Exclude the pictures, then copy all remaining records exactly.
══ EXTRACTED ENTRIES ══
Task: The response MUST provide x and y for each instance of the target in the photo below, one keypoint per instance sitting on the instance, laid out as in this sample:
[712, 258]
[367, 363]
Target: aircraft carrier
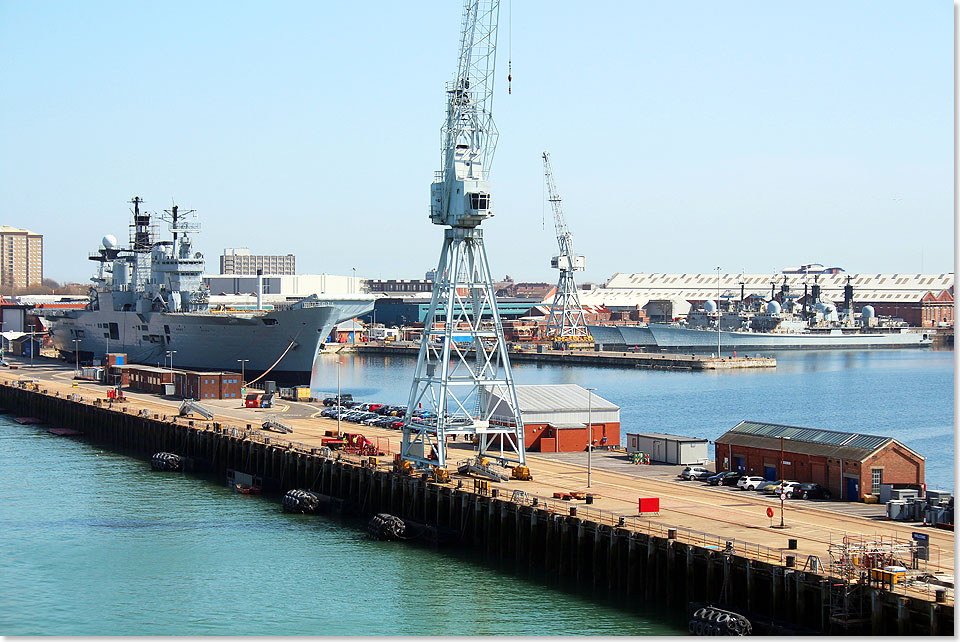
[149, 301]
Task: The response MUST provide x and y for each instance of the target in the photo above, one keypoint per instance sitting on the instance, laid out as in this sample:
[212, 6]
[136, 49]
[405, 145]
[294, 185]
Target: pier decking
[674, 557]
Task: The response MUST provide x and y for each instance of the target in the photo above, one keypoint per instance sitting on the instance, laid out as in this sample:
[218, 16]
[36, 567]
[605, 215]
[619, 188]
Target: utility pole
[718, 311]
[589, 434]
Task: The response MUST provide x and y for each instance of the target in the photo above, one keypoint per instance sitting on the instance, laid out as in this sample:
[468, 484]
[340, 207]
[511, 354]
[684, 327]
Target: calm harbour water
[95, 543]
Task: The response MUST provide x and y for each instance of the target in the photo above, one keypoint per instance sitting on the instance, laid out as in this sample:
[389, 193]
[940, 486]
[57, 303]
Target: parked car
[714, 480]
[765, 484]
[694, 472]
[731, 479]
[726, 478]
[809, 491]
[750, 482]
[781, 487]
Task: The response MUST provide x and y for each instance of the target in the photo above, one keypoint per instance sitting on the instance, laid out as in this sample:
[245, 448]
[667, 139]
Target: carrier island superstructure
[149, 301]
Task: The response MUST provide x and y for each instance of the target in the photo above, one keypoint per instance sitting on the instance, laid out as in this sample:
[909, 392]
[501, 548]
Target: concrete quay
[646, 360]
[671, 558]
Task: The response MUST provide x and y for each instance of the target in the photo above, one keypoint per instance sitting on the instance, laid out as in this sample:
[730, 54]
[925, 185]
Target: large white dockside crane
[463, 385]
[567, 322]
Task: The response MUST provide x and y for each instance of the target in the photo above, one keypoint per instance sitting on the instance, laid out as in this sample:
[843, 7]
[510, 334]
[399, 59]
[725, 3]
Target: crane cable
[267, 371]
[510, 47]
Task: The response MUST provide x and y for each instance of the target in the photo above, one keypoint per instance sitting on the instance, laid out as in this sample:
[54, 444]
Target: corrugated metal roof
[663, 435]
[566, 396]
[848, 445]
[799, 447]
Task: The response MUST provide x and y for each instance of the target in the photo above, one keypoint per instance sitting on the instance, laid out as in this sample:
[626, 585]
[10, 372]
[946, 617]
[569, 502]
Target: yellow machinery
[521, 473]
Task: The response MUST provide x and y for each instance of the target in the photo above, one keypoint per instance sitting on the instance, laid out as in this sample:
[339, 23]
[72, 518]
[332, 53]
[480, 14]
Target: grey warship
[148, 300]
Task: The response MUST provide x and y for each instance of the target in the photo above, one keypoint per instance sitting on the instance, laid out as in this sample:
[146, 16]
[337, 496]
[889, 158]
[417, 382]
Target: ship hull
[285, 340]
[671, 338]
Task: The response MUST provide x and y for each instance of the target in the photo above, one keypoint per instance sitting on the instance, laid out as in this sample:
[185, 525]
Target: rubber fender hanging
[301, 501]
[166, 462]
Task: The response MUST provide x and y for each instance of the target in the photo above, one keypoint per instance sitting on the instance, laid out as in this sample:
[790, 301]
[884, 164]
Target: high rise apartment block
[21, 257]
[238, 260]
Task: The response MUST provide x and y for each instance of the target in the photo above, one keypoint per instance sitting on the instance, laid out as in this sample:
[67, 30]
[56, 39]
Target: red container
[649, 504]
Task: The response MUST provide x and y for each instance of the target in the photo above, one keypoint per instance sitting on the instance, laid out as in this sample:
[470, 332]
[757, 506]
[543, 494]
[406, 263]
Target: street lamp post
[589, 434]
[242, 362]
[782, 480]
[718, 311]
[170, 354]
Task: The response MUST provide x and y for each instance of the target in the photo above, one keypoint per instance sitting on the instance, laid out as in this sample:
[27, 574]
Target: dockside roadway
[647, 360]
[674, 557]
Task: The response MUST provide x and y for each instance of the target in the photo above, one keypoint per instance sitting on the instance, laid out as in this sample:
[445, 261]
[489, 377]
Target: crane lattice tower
═══
PROBLEM SOLUTION:
Task: The response MUST provide x and y for each instance of the target in the photo below, one keypoint per instance sitting on the instance, laid out as in this sample:
[712, 258]
[367, 363]
Target: aircraft carrier
[149, 301]
Task: The response MUST provide x and y for each instance of the target in the photo above, one keypoint per instance sitting on the instance, laid out as in this sample:
[212, 6]
[136, 49]
[405, 145]
[294, 185]
Target: pier decking
[674, 557]
Task: The response MUST provide x and y for each instance of the target in the photo above, one keypoint per instance sitting on the instance, laid out as in this sample:
[218, 16]
[36, 567]
[605, 215]
[619, 188]
Target: utility pole
[718, 311]
[589, 434]
Task: The response MUST provide x and y for each instance of the target in the photo above, one keypoint per instance sitting on the instance, laid out as in this sample:
[468, 484]
[340, 207]
[511, 354]
[684, 327]
Target: calm harbour water
[95, 543]
Task: The response MUST provide x and y for each instance of the target in the photo above, one keypoint per instance sitting on the instance, laid out as in this sample:
[389, 193]
[940, 486]
[57, 303]
Target: parked car
[714, 480]
[765, 484]
[694, 472]
[731, 479]
[726, 478]
[809, 491]
[750, 482]
[781, 487]
Task: The response MUST provide x and y for each instance of the target in the photo above, one keypoint per instance sitting on the instance, laid out as in this sample:
[245, 448]
[667, 139]
Target: carrier island superstructure
[149, 301]
Task: The response MUST provide x and y for each instance of the target in the photo above, one keypoint per instance sitting on the instance, laid out as in this sample:
[909, 392]
[501, 548]
Target: concrete quay
[646, 360]
[671, 558]
Task: The response MUST provide x and y for each instance of the target in the photo above, one keypoint per instance sitting on the instance, laid out as in this sample:
[730, 54]
[925, 185]
Target: large white dockside crane
[463, 385]
[567, 322]
Task: The response MUST provide x and y for each instance of the target in the photo above, one keypoint per instance sitting on the instance, laid out as in this sample:
[843, 7]
[510, 334]
[399, 59]
[725, 3]
Target: crane cable
[267, 371]
[510, 47]
Task: The response MUST provide x and y for each instance of the target in the photo above, one keypoint per instance sitting on the instance, laid out as in this sample:
[54, 444]
Target: corrugated metal roof
[663, 435]
[566, 396]
[848, 445]
[799, 447]
Task: The response MUST provide x and y for each instance of the target in the photo above, one keypoint per instance sitting on the instance, laid out as in this sample:
[626, 585]
[10, 372]
[946, 617]
[569, 502]
Target: yellow machinery
[521, 473]
Task: The response MUST provide x and y for each instance of the target in the photo above, one keypoint per instance sitting on the instance, laid out as in this sample:
[339, 23]
[72, 518]
[332, 53]
[480, 14]
Target: grey warship
[148, 300]
Task: The response MUST provide x and y for each instance of the target in the photo above, one keypoint per instance sitting on the instance, laid out as in this sample:
[146, 16]
[337, 496]
[889, 158]
[417, 382]
Target: ship hull
[285, 340]
[671, 338]
Task: The response MUST provide x and y for each instance of the target in the photo above, one keypoint per instance sitting on the instance, laid out as in this sample:
[185, 525]
Target: rubber fender hanging
[301, 501]
[166, 462]
Task: The response MUST provide x and y for each instance of the target in the photo above, one keypoint per instance sitting on the instance, laid out as in this sample:
[790, 301]
[884, 164]
Target: high rise apartment block
[21, 257]
[238, 260]
Task: The response MUST provide x and y for each instance of the target in the photo above, one keypoint per instance sitting on the instance, laid out as in this sample:
[67, 30]
[56, 39]
Target: red container
[649, 504]
Task: The response MUST provide x and y for each instance of the target in the photo above, one keypoint per instance sitting on the instance, laid out as in this sample:
[470, 332]
[757, 506]
[543, 494]
[406, 263]
Target: street lamp post
[589, 434]
[242, 362]
[782, 480]
[718, 311]
[170, 354]
Task: The response MUST provide x and y for each instance of the target in the photo above, one keypoint per instance sitting on the instance, laid out as in this sample:
[27, 574]
Target: dockside roadway
[647, 360]
[674, 557]
Task: The response MUST provide x and y for each instance of the target in the photo above, one keypoint per instance sitting on the instance, laid out as in this sample:
[445, 261]
[489, 377]
Target: crane lattice tower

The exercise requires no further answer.